══ SELECTED EXCERPT

Coda File System

Re: replicated servers freezing under load

From: Jan Harkes <jaharkes_at_cs.cmu.edu>
Date: Wed, 2 Jun 2004 15:34:09 -0400
On Wed, Jun 02, 2004 at 06:43:42PM +0200, Jim Page - emailsystems.com wrote:
> > But I would be interested in your current log, and if it is reproducable
> > a log at level 10 (volutil setdebug 10), and level 30. Just bump that
> > loglevel somewhere after the onslaught has started and hopefully before
> > the lockup.
> 
> Unfortunately loglevel 10 changes the dynamics and the error doesn't happen,
> as you thought. I have attached some sample SrvLogs anyway.
> 
> I will send more stuff when I can generate something useful - I'm under a
> bit of pressure at the mo but I'll get to it.

I noticed a couple of things. First of all, all accesses seem to only go
to the root volume (coda.root), there are never any files on the
mta.pending volume. Are you sure it's mounted in the right place?
(not that it should have an effect on this bad behaviour)

Second, since your application is unlikely to benefit from lookaside, it
isn't necessary to do the SHA checksum calculations. Disabling that
should speed up your servers a lot. In the file /etc/coda/server.conf
set the option allow_sha=0.

For the rest, there are a couple of places where it dumps an error
because the volume is already locked, but none of those seem to be
fatal. There must be some operation that tries to lock objects in the
wrong order which triggers a deadlock.

I wonder if I can reproduce this. I know that Steve Simitz is running
mostly readonly webservers on top of his Coda clients. He had to give
his clients more worker threads than the default to avoid client-side
problems. How many concurrent delivery processes do you think might be
running at any given time, I know that venus only has about 20 worker
threads. Any additional requests should just get queued and handled a
bit later, but this could also be a client-side only lockup. One way to
test that would be to have a third client that doesn't really do
anything and see if it can still access the servers when the other
clients are locked up. I noticed that volutil still works, which would
indicate that the server is at least still processing new requests.

> I have also spotted what I think is a mistake in the code that is preventing
> things like 'cfs fr <dir>' from working properly. Source release coda 6.0.6:
> file vproc_pioctl.cc, line 1002: looks like it's missing a 'break' to me.

Good find, absolutely right and it looks like a couple of the writeback
ioctls that were added around the same time have a similar missing break
statement as well.

Jan
Received on 2004-06-02 15:35:37

════

→ SHORT TASK 1: Quote the passage of the Coda forum reply between "I noticed a" and "the right place?", inclusive.

══ INFORMATION SHOWN

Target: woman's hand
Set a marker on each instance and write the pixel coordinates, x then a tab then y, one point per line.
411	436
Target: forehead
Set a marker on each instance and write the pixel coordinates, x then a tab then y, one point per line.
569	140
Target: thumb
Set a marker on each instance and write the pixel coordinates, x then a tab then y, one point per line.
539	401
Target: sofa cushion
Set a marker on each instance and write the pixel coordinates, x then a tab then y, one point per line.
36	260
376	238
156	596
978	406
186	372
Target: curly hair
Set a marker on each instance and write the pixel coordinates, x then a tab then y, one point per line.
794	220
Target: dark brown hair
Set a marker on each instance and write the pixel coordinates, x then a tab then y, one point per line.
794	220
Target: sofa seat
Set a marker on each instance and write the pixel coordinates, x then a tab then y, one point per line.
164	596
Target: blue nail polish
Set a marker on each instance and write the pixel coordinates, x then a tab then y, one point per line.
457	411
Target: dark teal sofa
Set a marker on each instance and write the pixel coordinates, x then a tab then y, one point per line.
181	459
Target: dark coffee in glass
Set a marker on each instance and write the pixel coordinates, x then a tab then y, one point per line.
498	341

════

→ SHORT TASK 2: Put the lines of the rows into a numbered list, from the line holding "Target: curly hair" through the last line of the rows, inclusive, leaving out blank lines.

→ EXERCISE OUTPUT 1:
I noticed a couple of things. First of all, all accesses seem to only go
to the root volume (coda.root), there are never any files on the
mta.pending volume. Are you sure it's mounted in the right place?

→ EXERCISE OUTPUT 2:
1. Target: curly hair
2. Set a marker on each instance and write the pixel coordinates, x then a tab then y, one point per line.
3. 794	220
4. Target: dark brown hair
5. Set a marker on each instance and write the pixel coordinates, x then a tab then y, one point per line.
6. 794	220
7. Target: sofa seat
8. Set a marker on each instance and write the pixel coordinates, x then a tab then y, one point per line.
9. 164	596
10. Target: blue nail polish
11. Set a marker on each instance and write the pixel coordinates, x then a tab then y, one point per line.
12. 457	411
13. Target: dark teal sofa
14. Set a marker on each instance and write the pixel coordinates, x then a tab then y, one point per line.
15. 181	459
16. Target: dark coffee in glass
17. Set a marker on each instance and write the pixel coordinates, x then a tab then y, one point per line.
18. 498	341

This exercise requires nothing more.